■ What is being asked
In the entries below, every line with the string "dirt" is to be reported.
Segment Open
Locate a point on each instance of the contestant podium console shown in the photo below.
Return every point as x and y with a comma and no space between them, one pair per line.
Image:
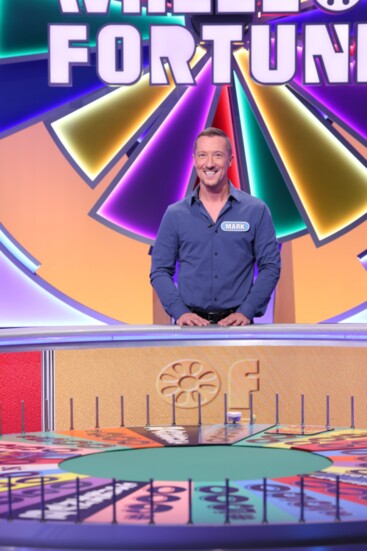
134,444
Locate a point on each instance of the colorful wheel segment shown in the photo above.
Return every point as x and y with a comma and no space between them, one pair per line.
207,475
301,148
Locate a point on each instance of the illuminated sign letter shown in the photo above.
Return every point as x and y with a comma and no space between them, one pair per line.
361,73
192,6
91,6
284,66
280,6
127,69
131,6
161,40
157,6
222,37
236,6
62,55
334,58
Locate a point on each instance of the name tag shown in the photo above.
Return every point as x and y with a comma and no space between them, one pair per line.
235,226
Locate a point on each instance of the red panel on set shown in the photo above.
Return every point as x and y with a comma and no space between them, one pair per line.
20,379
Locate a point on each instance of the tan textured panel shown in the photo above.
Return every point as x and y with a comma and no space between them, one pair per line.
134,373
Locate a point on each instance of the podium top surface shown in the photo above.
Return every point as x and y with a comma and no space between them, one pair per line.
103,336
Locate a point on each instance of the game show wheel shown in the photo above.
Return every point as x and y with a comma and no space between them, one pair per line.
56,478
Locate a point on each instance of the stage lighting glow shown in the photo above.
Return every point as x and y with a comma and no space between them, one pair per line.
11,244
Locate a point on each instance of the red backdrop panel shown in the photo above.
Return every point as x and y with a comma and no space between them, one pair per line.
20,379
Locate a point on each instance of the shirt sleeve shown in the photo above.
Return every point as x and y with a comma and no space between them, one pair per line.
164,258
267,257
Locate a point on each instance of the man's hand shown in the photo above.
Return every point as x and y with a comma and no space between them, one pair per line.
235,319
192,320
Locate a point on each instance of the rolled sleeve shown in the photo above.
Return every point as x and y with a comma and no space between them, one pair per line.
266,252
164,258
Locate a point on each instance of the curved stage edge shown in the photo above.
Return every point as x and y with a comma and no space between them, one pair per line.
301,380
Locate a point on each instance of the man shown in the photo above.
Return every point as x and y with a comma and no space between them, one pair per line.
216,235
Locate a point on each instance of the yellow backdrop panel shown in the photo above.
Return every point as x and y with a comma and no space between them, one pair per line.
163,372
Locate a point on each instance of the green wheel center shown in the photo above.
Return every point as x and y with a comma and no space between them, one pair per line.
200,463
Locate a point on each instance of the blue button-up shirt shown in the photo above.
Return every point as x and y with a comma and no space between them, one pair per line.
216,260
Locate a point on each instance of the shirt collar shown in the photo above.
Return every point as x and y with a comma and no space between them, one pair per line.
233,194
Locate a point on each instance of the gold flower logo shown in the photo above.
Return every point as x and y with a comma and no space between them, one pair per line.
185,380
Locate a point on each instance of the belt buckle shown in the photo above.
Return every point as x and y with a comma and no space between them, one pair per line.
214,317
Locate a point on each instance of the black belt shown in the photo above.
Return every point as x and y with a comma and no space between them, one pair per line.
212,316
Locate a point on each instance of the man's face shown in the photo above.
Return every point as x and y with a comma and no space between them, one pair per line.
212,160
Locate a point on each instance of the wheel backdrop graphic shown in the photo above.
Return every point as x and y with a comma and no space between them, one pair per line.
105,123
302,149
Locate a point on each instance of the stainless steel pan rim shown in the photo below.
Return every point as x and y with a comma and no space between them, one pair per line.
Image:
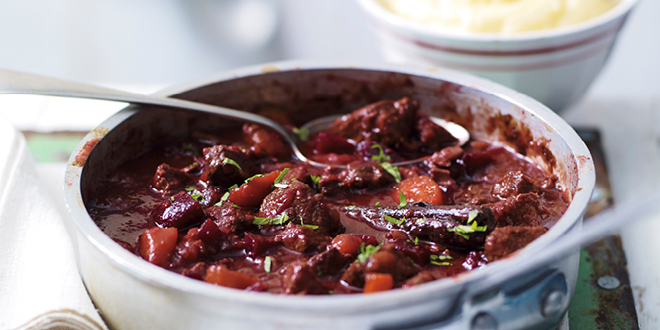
Segment Closed
Segment Open
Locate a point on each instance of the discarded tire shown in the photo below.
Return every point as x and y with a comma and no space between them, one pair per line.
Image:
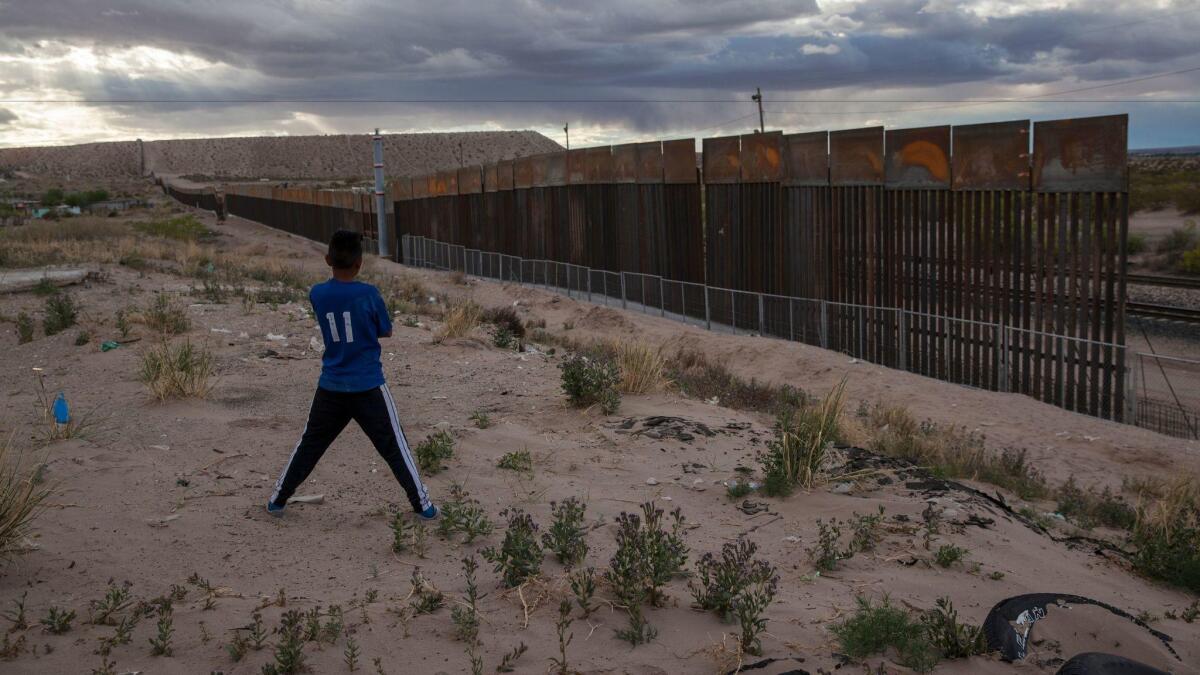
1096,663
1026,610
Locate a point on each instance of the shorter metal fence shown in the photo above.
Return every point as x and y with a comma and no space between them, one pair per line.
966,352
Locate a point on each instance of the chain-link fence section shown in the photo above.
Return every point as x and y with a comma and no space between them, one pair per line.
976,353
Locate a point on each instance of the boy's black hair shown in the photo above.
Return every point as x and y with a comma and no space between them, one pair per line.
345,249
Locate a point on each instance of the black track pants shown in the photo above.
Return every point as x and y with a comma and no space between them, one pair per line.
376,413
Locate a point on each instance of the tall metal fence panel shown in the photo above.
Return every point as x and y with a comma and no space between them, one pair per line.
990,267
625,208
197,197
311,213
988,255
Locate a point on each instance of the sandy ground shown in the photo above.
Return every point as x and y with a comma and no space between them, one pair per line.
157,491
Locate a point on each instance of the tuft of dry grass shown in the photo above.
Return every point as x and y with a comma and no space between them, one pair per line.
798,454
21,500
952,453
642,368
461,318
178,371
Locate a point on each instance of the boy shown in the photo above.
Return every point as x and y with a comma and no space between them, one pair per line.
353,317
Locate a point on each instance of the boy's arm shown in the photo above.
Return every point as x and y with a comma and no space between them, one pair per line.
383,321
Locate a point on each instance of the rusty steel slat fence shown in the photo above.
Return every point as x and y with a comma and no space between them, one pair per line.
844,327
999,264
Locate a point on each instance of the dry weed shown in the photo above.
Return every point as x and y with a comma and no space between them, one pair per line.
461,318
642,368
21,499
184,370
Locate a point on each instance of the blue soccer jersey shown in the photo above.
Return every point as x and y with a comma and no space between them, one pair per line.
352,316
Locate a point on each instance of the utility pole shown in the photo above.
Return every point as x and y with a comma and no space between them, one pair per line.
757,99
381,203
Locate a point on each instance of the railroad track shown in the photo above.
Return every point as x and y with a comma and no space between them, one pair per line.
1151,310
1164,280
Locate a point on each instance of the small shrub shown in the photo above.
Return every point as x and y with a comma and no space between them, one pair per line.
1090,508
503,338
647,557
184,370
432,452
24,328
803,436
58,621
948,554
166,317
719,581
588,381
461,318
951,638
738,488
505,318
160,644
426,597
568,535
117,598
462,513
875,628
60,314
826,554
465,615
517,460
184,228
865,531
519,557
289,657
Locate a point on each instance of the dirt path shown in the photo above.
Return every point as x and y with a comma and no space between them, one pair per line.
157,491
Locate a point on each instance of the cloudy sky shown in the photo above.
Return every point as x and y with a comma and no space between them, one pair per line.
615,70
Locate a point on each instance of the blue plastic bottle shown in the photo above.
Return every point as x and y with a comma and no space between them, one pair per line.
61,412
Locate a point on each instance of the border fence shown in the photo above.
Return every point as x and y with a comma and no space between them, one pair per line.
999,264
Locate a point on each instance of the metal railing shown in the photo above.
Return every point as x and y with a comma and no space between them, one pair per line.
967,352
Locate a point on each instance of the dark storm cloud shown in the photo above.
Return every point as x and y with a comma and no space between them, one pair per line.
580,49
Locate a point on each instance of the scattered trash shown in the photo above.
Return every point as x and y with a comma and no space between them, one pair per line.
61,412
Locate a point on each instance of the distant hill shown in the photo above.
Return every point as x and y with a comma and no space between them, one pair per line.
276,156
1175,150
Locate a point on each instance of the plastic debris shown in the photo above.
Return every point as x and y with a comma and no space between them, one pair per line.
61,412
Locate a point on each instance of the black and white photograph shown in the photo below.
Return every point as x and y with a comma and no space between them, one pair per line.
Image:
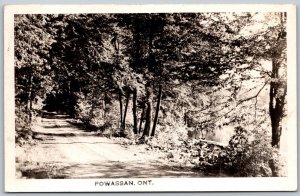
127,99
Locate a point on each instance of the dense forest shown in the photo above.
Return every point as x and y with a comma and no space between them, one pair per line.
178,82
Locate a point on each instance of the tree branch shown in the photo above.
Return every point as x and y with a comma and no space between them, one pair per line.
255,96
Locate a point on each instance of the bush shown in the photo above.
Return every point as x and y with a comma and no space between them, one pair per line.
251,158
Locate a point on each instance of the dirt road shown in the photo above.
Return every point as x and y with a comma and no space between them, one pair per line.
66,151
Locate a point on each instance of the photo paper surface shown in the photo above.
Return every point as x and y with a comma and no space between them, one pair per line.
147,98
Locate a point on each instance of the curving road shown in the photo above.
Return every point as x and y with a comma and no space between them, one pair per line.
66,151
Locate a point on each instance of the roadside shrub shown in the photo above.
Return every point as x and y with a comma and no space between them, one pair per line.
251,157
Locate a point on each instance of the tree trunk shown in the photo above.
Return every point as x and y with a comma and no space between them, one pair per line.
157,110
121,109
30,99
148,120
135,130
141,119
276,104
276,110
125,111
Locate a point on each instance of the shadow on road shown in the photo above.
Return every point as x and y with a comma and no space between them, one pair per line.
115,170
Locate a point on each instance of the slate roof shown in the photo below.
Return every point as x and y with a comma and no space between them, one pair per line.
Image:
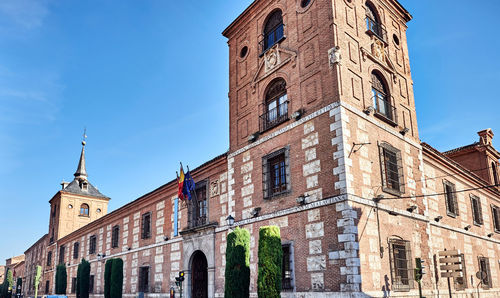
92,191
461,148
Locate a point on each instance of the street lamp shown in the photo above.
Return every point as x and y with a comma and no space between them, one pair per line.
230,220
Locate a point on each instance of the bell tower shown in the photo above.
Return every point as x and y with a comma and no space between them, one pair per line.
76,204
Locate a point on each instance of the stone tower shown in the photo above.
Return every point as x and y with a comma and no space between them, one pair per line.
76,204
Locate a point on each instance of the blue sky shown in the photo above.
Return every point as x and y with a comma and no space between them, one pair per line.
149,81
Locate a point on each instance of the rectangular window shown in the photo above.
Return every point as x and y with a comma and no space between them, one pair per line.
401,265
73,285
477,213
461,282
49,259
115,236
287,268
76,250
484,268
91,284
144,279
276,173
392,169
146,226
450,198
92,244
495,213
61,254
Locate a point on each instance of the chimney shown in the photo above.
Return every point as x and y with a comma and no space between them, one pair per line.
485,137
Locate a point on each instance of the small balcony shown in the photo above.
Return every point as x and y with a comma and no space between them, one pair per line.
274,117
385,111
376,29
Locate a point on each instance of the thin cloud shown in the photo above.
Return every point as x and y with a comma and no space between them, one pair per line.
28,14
Segment Closed
Segment Open
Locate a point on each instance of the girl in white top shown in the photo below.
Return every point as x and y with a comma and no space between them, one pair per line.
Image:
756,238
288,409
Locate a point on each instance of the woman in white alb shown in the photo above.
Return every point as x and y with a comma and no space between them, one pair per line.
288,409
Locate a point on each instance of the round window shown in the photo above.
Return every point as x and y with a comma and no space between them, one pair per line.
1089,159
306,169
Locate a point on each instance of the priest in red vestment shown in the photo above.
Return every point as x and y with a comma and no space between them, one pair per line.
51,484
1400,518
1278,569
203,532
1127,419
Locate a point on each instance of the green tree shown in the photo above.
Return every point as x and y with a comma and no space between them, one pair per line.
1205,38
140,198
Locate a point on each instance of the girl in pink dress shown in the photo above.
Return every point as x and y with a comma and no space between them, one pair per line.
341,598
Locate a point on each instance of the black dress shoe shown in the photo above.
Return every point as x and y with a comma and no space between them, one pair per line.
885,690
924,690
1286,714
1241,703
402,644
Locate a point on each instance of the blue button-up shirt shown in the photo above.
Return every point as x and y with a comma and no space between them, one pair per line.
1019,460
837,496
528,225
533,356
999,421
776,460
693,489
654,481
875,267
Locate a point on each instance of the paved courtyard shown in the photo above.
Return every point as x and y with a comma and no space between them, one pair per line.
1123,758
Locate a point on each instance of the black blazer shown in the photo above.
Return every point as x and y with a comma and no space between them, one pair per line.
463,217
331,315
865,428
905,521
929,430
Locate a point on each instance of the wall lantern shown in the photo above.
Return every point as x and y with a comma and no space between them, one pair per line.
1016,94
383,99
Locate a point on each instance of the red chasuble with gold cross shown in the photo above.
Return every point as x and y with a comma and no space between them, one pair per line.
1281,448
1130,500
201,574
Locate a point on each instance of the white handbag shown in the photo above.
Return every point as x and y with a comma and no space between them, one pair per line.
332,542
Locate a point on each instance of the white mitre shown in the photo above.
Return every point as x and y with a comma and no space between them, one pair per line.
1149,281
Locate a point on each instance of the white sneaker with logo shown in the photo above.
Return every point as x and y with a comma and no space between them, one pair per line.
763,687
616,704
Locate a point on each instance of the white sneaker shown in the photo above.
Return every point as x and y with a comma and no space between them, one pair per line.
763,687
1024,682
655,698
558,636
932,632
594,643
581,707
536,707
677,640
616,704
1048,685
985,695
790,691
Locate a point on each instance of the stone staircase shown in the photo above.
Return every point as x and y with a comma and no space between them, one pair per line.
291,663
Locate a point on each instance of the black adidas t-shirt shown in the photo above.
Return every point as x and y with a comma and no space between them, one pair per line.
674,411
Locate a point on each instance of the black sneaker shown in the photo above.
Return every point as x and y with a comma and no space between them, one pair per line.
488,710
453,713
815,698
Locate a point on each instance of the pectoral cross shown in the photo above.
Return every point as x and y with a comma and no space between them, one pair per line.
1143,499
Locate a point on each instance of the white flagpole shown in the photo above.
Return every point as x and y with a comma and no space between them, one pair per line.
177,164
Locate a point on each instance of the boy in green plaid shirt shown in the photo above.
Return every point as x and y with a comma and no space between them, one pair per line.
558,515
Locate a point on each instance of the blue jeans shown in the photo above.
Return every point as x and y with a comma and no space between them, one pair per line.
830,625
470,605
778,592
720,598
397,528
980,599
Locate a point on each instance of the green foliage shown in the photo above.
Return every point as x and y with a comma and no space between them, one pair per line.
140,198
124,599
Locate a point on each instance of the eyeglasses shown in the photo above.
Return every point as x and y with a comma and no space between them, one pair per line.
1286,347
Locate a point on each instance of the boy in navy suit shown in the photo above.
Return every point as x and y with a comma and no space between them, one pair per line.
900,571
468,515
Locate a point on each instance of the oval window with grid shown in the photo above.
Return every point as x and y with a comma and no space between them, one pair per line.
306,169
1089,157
Segment Closed
■ Answer for this exercise
Locate a point on each instance of the dirt path shown in the photo above.
Locate a point on each instance of the dirt road shown in the photo above.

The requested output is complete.